Segment Start: Records to process

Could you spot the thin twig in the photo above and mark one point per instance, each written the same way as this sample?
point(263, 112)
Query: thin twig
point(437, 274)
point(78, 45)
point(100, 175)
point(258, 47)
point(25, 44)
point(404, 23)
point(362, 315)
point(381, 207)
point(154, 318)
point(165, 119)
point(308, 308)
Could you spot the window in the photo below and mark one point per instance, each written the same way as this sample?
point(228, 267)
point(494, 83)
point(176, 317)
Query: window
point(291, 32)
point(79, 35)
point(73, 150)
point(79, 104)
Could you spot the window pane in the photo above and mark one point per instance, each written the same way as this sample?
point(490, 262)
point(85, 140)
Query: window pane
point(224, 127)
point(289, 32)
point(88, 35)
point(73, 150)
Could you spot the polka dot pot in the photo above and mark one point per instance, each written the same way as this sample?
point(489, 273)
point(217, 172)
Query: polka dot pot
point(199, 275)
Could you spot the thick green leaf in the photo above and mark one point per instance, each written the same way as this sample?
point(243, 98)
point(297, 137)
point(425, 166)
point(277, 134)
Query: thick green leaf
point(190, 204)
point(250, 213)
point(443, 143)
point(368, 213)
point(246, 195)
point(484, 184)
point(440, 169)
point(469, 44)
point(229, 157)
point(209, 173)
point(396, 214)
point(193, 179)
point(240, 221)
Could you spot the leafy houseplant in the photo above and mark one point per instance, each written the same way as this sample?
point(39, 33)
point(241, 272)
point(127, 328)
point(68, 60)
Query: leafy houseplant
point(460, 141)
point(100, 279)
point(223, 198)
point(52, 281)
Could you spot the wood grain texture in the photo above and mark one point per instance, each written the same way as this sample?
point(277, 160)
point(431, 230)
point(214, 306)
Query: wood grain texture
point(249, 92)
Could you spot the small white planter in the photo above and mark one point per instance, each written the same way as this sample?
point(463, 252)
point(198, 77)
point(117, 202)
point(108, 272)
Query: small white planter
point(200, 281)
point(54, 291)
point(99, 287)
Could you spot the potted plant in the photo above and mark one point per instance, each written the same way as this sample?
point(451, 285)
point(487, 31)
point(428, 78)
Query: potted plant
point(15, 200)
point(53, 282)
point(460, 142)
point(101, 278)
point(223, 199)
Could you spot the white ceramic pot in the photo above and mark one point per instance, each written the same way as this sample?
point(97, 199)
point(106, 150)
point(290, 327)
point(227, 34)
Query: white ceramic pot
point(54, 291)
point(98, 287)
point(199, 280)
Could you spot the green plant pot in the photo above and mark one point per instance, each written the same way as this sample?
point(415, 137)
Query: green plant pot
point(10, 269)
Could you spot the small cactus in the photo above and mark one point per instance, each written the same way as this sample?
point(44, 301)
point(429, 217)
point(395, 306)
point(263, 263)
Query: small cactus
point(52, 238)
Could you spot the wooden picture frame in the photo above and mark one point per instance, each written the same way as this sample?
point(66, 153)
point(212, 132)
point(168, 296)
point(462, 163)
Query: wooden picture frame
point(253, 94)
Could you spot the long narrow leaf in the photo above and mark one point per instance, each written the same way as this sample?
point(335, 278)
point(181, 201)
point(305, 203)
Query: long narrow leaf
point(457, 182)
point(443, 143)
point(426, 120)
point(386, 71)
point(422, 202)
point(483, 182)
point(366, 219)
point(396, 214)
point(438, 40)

Segment End: Records to process

Task goal: Line by line, retype all of the entries.

Result:
Could you spot the thin twig in the photo above and mark one point per instance, each written the same way as this sample?
point(263, 112)
Query: thin twig
point(437, 274)
point(78, 45)
point(100, 175)
point(258, 47)
point(25, 44)
point(404, 23)
point(362, 315)
point(381, 207)
point(154, 318)
point(165, 119)
point(308, 308)
Could you spot the window in the photo below and mark one point per instance, each written the same way as this sample?
point(228, 267)
point(494, 83)
point(176, 317)
Query: window
point(291, 32)
point(79, 35)
point(73, 150)
point(79, 104)
Could you spot the window pane in the photo above and mark one point per instance, each written the same way as this sample?
point(490, 262)
point(85, 140)
Query: window pane
point(224, 127)
point(289, 32)
point(88, 35)
point(73, 150)
Could you spot the polka dot pot in the photo above and mark one point per instance, each written the same way as this sample?
point(489, 273)
point(217, 172)
Query: polka dot pot
point(199, 275)
Could you spot the thick green leaf in the photo above and mark one point per instance, each written the same way as this sample?
point(243, 98)
point(297, 137)
point(425, 166)
point(277, 134)
Query: thick green leaf
point(190, 204)
point(250, 213)
point(443, 143)
point(368, 213)
point(246, 195)
point(484, 184)
point(440, 169)
point(469, 44)
point(229, 157)
point(209, 173)
point(396, 214)
point(193, 179)
point(240, 221)
Could you spot the leafy houseplant in the photo above and mark one point per instance, each written the same way as this sample?
point(39, 33)
point(241, 272)
point(127, 328)
point(68, 60)
Query: leafy houseplant
point(460, 141)
point(100, 279)
point(223, 198)
point(52, 281)
Could you spot the wood grain texture in the photo above and mark one point per instance, each written the same way as this sample?
point(277, 160)
point(431, 230)
point(214, 306)
Query: wood grain texture
point(249, 92)
Could you spot the small white planter in the photo above and mark one point per instance, each written the same way as this sample?
point(463, 252)
point(198, 77)
point(117, 202)
point(108, 272)
Query: small white planter
point(200, 281)
point(54, 291)
point(99, 287)
Could you spot the potted plant in the photo above and mark one point per instance, each written the same way as this sample?
point(451, 285)
point(487, 31)
point(428, 78)
Query: potted plant
point(15, 200)
point(53, 282)
point(460, 142)
point(101, 278)
point(223, 199)
Could you spot the white ceramic pot in the photo above and mark one point per instance, each written the same way as this sample?
point(97, 199)
point(106, 150)
point(290, 327)
point(227, 34)
Query: white ceramic pot
point(54, 291)
point(98, 287)
point(199, 280)
Could you spot the green plant pot in the photo above and mark one point per instance, each written the same way as this sample?
point(415, 137)
Query: green plant pot
point(10, 269)
Could you spot the small cactus in the photo above and mark one point per instance, each written the same way as this sample?
point(44, 301)
point(429, 217)
point(395, 306)
point(263, 263)
Query: small cactus
point(52, 238)
Could you spot the wooden picture frame in the photo above and mark one point per instance, each written the same way as this sample?
point(66, 153)
point(212, 132)
point(168, 296)
point(462, 163)
Query: wooden picture frame
point(253, 94)
Could you spot the long narrow leaf in the photo above and mark one point per instance, each written the same way as this sample?
point(335, 278)
point(181, 201)
point(305, 203)
Query: long narrow leaf
point(457, 182)
point(443, 143)
point(426, 120)
point(386, 71)
point(422, 202)
point(483, 182)
point(366, 219)
point(396, 214)
point(438, 40)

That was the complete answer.